Task to complete:
The answer should consist of each line below that contains the word "target".

──────

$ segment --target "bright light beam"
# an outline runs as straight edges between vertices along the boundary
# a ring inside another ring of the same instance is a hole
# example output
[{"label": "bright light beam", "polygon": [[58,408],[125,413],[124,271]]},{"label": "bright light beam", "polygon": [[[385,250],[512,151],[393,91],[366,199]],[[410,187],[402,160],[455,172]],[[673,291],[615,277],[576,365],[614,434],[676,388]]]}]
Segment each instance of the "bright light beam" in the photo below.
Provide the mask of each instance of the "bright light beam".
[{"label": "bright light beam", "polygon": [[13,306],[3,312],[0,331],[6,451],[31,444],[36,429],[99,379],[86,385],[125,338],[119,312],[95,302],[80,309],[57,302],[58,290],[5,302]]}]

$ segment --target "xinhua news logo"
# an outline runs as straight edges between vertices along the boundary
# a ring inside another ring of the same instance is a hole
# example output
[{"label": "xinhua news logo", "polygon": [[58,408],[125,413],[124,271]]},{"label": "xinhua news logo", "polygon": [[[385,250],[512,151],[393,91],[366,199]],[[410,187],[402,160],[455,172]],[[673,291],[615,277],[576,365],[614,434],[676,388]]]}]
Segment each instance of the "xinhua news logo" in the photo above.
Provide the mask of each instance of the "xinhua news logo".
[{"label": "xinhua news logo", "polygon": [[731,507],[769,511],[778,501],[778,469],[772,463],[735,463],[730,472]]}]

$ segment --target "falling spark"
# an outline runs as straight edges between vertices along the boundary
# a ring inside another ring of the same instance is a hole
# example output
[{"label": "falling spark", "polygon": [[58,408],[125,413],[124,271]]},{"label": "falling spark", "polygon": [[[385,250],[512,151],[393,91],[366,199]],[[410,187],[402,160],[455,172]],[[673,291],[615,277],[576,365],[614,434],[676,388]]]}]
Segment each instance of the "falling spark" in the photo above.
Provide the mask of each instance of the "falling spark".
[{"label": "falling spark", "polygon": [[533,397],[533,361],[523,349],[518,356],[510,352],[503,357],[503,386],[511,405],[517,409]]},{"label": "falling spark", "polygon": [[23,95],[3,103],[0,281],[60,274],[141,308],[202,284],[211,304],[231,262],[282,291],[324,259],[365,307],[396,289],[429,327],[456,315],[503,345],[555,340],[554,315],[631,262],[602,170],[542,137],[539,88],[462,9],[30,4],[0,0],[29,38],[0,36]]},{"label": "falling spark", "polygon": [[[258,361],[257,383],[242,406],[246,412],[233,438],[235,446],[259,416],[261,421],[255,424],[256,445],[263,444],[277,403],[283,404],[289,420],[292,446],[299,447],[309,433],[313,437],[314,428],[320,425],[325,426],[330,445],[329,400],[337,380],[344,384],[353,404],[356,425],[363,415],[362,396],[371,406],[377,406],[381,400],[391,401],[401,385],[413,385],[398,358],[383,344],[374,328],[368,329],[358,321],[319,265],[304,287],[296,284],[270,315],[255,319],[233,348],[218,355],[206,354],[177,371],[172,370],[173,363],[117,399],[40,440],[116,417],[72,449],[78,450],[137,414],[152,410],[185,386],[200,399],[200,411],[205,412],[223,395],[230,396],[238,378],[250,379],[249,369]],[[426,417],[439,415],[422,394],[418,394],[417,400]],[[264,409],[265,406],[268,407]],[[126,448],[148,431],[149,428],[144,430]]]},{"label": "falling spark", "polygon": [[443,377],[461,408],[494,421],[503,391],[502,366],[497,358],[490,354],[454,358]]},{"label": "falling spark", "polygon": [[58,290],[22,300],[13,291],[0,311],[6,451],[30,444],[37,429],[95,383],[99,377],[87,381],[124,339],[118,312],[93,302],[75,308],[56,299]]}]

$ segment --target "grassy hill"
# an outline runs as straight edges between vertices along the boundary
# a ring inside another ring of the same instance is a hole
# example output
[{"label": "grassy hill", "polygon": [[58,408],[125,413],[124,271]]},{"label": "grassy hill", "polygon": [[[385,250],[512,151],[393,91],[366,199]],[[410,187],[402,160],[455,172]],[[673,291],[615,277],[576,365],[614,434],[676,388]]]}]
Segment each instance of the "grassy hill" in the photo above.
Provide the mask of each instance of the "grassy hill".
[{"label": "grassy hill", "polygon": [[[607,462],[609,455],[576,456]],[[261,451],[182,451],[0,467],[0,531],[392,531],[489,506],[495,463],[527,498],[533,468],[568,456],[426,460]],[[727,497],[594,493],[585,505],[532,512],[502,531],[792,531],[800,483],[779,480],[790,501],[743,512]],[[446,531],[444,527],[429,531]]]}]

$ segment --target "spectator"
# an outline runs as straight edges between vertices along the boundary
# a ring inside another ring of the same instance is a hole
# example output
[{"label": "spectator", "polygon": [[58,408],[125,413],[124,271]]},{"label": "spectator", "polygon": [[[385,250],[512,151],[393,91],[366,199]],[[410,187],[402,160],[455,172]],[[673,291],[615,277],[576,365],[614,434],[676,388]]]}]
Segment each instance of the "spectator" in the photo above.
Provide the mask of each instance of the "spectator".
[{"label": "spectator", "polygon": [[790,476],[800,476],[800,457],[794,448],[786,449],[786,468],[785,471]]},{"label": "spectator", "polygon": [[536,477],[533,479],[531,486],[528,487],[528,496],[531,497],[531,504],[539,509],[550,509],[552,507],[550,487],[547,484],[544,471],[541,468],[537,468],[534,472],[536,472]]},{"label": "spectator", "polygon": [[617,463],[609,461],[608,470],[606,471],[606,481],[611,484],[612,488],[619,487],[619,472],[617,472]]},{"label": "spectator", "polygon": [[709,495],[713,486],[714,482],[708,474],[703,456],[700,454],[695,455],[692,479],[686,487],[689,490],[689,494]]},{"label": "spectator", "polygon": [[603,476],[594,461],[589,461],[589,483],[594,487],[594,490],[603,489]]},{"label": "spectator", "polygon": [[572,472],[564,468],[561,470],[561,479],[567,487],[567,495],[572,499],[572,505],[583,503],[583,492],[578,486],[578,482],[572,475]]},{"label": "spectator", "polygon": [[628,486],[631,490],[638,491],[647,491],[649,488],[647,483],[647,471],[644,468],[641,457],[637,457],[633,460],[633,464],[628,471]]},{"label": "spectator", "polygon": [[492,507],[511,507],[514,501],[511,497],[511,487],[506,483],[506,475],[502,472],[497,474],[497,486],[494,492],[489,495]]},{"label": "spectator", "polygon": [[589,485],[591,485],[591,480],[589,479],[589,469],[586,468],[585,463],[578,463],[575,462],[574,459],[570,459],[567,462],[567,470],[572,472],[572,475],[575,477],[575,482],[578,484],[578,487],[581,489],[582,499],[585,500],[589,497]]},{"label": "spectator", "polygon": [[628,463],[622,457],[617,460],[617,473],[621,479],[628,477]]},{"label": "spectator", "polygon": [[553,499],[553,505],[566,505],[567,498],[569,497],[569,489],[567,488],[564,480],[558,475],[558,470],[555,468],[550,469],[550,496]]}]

──────

Written answer:
$ segment --target "bright light beam"
$ segment --target "xinhua news logo"
$ segment --target "falling spark"
$ segment --target "grassy hill"
$ segment --target "spectator"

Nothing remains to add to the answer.